TASK:
Reproduce word for word the part of the Bendigo firefighting passage that begins at the words "Firefighters arrested, colleagues" and stops after "from January, 1871.".

* BEGIN EXTRACT *

And that was assuming volunteers could even get their equipment to the scene of blazes.
Firefighters arrested, colleagues demoralised
In one jaw-dropping moment, a Bendigo city councillor recounted how he and other volunteers had struggled just to get through the door to one engine house, even as a fire raged nearby.
There had been too much rubbish clogging the entrance, the councillor told his colleagues at a meeting a few days later.
The councillor recounted how he and his companions had finally broken in only to find "everything in a state of complete neglect", according to a Bendigo Advertiser article from January, 1871.
Firefighters were already smarting from an embarrassing moment a few days earlier.
A hose had burst as they prepared to fight a Bridge Street fire.
A volunteer dashed back to the engine house for a replacement, but when he returned he discovered he didn't have the right nozzle.
"Some 15 minutes were thus lost and the fire was, of course, making rapid headway, and extending to the adjoining buildings," the Advertiser reported.

* END EXTRACT *
* BEGIN RECORDS PROVIDED *

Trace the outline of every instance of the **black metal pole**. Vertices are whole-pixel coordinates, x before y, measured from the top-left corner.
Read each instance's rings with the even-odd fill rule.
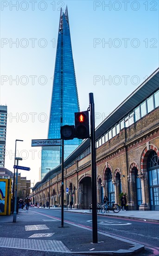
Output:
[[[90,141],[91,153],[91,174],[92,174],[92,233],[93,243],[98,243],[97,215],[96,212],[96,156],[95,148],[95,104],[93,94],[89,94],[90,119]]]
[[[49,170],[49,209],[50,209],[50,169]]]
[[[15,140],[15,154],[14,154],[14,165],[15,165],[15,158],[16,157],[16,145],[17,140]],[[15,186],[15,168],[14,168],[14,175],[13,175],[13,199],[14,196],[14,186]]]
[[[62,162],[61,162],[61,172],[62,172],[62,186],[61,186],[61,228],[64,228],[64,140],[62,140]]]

* END RECORDS PROVIDED *

IN RESPONSE:
Firefighters arrested, colleagues demoralised
In one jaw-dropping moment, a Bendigo city councillor recounted how he and other volunteers had struggled just to get through the door to one engine house, even as a fire raged nearby.
There had been too much rubbish clogging the entrance, the councillor told his colleagues at a meeting a few days later.
The councillor recounted how he and his companions had finally broken in only to find "everything in a state of complete neglect", according to a Bendigo Advertiser article from January, 1871.